In 1954, the immigration station on Ellis Island was closed and it was transferred to the control of the National Park Service, which opened it to the public as a museum in 1990.
Today, the Ellis Island Immigration Museum is one of the most visited tourist destinations in New York City, and it is a National Monument and a part of Statue of Liberty National Monument.
Check Out The National Immigration Museum
Today visitors can explore the National Immigration Museum. You can walk the halls of the former processing station just as so many people did over so many years.
If you want to learn more about your own story then you can also visit the Family History Center to learn about where you fit in the continuum of American immigration. There’s an incredible collection of arrival records for people looking to retrace their ancestry and their family’s journey to the United States.
To learn more about the history of this incredible place, I recommend: The Long Way Home: An American Journey from Ellis Island to the Great War by David Laskin.
---*---
(Required work)
1) According to the Ellis Island excerpt, in what year did the National Park Service open the former immigration station to the public as a museum?
2) Carry the Ellis Island excerpt forward from its final sentence.

[Data drawn from a collection]
---*---
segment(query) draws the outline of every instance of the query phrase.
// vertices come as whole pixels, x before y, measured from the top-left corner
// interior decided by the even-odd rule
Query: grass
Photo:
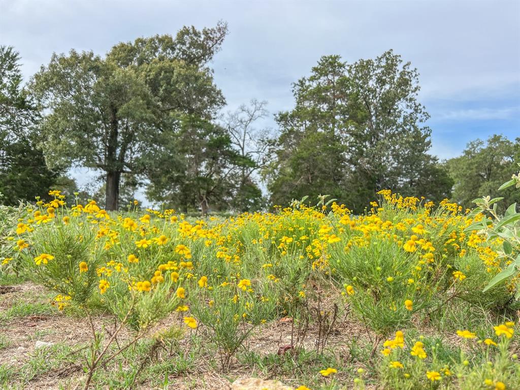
---*---
(Exercise answers)
1) 1990

2)
More New York National Parks
8. Federal Hall National Memorial
Once upon a time, the government of the United States operated out of New York City. Federal Hall is where George Washington took the oath of office as our first President. This site was home to the first Congress, Supreme Court, and Executive Branch offices.
Located at at 26 Wall Street in the Financial District of Manhattan, the current structure is a Customs House, which served as part of the U.S. Treasury Department. Today the building serves as a museum and memorial to our first President and the beginnings of the United States of America.
While you’re there, check out the first inaugural bible, the rotunda view, the inauguration balcony slab, the view of Wall Street, the bank vault, the portrait gallery and the museum store. It’s an incredible place where you can learn so much about our nation’s earliest history.
9. Fire Island National Seashore
Ready to take a break from the history and have some outdoor fun instead? New York’s National Parks have got you covered for that too!
There are so many fun activities waiting for you at Fire Island National Seashore. They include: boating, canoeing, fishing, hiking, sightseeing and wildlife-viewing on nature trails at sites on Fire Island.
Or how about exploring the grounds of William Floyd Estate. There’s also the Fire Island Lighthouse, Sailors Haven/Sunken Forest, Watch Hill, Talisman, and Wilderness.
If you’re interested in camping there’s a family tent campground is located at Watch Hill beyond the marina and behind the dunes. It’s available from mid-May through mid-October. So, what are you waiting for?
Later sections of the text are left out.